### Written task
Reproduce every line of the material below without changing a word, but omit the picture.

--- Start Data extract ---

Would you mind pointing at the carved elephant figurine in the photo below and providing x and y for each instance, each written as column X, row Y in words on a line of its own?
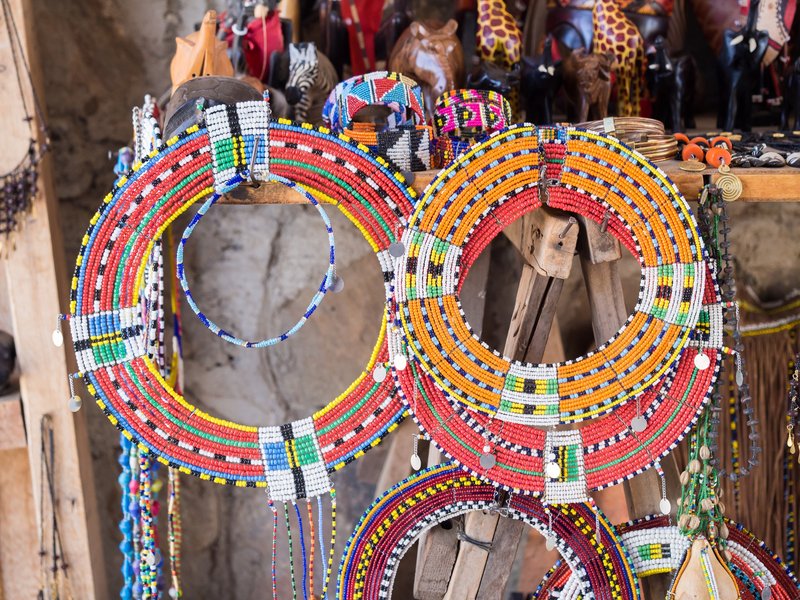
column 671, row 81
column 587, row 82
column 494, row 78
column 431, row 56
column 541, row 79
column 739, row 64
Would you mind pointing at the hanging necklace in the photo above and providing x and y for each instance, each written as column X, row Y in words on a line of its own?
column 19, row 185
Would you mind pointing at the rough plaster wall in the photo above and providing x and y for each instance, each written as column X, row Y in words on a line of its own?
column 254, row 268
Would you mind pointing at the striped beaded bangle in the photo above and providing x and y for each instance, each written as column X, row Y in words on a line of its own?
column 108, row 333
column 656, row 546
column 582, row 534
column 639, row 392
column 327, row 281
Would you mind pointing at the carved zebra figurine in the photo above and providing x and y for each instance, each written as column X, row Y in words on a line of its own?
column 311, row 79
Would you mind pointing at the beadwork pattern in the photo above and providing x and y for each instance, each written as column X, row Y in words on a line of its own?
column 471, row 396
column 396, row 519
column 108, row 333
column 655, row 546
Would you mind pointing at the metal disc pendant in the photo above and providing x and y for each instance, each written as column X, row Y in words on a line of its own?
column 638, row 424
column 665, row 505
column 397, row 249
column 400, row 362
column 416, row 462
column 702, row 362
column 488, row 461
column 552, row 470
column 379, row 373
column 337, row 285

--- End Data extract ---

### Completed task
Would you mind pointing at the carved elephant figurine in the photo below and providing x and y for each instance, each written as column X, row Y in words on a line of its own?
column 671, row 81
column 587, row 82
column 494, row 78
column 431, row 56
column 541, row 79
column 739, row 64
Would you mind pointing at the hanging necklace in the photo above and providing x and y for each instance, each written as column X, row Y in words on a line of its own?
column 19, row 185
Would you mind pointing at the rough plaster wall in the photo above and providing x and y for each instance, each written as column X, row Y in words on a line of its own?
column 254, row 268
Would you mind pointing at the striped beaded bangle in the photo above and providing x and y for each instance, each written as column X, row Y in words on a line of its own?
column 108, row 333
column 656, row 546
column 582, row 534
column 639, row 392
column 327, row 281
Would you mind pointing at the carved zebra figurine in the photo above and providing x and y for each instance, each written as column X, row Y in words on a line of its own?
column 311, row 79
Would you mind pointing at the beadwork pattern in the photo above and providing x and y for each instance, each written as column X, row Y in words on a line of its own?
column 471, row 396
column 396, row 519
column 108, row 333
column 655, row 546
Would you mind pointing at the metal disc pendant in the photo above and providing x and y for each instance, each written as column X, row Y in words on a line of its own?
column 638, row 424
column 665, row 505
column 397, row 249
column 400, row 362
column 416, row 462
column 702, row 362
column 488, row 461
column 552, row 470
column 379, row 373
column 337, row 285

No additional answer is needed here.